%%

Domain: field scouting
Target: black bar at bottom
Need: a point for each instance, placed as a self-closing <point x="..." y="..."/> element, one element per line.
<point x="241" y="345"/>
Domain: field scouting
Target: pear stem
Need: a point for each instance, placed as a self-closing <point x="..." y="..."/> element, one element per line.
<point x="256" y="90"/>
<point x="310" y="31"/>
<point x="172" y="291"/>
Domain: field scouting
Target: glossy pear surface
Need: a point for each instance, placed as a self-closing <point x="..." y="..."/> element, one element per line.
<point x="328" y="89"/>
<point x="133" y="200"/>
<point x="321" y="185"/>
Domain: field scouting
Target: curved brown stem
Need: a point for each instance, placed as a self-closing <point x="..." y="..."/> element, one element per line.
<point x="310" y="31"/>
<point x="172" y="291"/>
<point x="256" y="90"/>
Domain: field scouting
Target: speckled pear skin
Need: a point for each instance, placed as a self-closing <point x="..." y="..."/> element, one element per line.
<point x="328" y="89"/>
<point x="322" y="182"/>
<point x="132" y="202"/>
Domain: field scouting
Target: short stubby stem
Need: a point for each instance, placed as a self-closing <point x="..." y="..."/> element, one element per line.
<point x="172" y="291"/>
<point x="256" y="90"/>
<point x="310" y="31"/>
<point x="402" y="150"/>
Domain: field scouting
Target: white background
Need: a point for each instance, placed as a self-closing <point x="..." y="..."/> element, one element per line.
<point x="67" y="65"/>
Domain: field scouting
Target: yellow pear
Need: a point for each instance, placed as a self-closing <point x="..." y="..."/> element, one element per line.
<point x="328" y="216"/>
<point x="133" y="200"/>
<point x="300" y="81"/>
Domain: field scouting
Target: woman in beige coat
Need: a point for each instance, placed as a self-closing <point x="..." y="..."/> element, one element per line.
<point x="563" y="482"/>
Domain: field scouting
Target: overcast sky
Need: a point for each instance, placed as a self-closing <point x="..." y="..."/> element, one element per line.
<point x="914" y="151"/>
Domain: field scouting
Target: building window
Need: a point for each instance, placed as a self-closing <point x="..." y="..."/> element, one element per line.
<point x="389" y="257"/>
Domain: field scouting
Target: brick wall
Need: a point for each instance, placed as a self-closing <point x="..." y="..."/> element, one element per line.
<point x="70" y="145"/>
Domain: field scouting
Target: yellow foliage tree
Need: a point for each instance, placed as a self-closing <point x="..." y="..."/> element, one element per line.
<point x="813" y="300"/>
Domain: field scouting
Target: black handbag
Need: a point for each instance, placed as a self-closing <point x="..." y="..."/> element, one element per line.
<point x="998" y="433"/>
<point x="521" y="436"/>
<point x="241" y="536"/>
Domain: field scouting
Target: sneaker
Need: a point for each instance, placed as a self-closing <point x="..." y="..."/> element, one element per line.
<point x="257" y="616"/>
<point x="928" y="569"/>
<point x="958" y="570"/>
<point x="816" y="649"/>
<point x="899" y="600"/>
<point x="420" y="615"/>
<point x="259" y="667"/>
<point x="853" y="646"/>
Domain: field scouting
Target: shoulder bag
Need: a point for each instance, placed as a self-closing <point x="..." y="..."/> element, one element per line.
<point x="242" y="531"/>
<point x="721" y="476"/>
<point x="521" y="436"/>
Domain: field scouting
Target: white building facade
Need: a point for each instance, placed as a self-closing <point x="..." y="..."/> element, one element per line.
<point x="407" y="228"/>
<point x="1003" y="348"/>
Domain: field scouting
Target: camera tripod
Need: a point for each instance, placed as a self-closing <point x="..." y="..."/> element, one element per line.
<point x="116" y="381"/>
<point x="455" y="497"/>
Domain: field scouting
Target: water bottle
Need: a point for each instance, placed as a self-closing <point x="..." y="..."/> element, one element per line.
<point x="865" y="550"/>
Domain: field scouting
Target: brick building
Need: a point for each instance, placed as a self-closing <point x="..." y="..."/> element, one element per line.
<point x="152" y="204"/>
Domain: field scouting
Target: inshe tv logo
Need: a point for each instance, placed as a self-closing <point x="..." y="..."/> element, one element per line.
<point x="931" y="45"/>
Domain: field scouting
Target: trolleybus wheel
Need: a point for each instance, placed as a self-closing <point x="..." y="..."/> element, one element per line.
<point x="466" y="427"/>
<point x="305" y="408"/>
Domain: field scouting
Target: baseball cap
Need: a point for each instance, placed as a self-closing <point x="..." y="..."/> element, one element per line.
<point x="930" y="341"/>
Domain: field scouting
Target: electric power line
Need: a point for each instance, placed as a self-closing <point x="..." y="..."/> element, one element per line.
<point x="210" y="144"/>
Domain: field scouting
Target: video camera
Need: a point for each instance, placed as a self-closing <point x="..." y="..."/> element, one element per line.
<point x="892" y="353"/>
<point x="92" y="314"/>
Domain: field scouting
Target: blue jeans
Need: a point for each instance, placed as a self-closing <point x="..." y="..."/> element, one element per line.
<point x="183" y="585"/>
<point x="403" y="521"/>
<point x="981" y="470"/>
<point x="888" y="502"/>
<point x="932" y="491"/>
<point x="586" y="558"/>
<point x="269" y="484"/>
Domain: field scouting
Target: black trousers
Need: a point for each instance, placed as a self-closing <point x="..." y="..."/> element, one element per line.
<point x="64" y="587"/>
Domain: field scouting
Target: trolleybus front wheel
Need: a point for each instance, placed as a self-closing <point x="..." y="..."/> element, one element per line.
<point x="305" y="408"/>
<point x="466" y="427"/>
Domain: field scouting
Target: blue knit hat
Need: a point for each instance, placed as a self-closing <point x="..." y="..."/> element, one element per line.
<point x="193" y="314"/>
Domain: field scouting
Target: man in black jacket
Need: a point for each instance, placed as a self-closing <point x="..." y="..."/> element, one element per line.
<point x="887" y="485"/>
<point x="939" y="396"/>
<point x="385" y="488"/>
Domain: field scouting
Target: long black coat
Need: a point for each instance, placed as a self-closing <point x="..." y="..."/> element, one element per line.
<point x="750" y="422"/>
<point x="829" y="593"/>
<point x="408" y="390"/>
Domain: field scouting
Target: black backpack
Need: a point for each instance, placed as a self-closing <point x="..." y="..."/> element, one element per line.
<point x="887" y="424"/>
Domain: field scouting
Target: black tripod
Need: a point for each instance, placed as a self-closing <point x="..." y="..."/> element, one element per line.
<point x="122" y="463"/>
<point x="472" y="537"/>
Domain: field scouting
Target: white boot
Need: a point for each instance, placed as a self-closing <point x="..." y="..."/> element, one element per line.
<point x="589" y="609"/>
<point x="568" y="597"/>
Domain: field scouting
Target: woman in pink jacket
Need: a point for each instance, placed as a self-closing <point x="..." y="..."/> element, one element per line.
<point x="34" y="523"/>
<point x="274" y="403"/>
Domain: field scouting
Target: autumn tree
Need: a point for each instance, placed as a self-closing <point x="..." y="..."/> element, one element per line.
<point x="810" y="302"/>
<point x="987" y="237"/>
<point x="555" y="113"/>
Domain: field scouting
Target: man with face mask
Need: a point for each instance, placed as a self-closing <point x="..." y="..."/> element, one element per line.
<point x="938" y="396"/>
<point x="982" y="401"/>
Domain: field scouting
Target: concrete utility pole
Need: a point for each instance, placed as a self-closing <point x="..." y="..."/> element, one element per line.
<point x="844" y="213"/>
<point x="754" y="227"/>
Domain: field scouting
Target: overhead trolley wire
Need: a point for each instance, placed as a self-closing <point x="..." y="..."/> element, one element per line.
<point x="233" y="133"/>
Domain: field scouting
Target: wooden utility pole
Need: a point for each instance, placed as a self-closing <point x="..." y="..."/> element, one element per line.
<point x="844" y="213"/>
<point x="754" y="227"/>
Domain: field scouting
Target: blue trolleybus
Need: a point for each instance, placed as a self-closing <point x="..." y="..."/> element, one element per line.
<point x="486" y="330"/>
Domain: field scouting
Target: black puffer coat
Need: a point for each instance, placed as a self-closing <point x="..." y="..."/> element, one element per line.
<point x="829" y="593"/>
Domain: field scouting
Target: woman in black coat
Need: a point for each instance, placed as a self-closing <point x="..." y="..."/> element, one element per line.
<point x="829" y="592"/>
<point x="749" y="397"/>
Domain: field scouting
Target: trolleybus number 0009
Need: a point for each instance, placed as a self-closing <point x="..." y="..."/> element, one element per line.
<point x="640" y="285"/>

%%

▶ TASK STATEMENT
Identify and copy every line of the material above that contains the string "tripod", matching case exactly.

▶ SOLUTION TO THIS PROBLEM
Target: camera tripod
Target: black tripod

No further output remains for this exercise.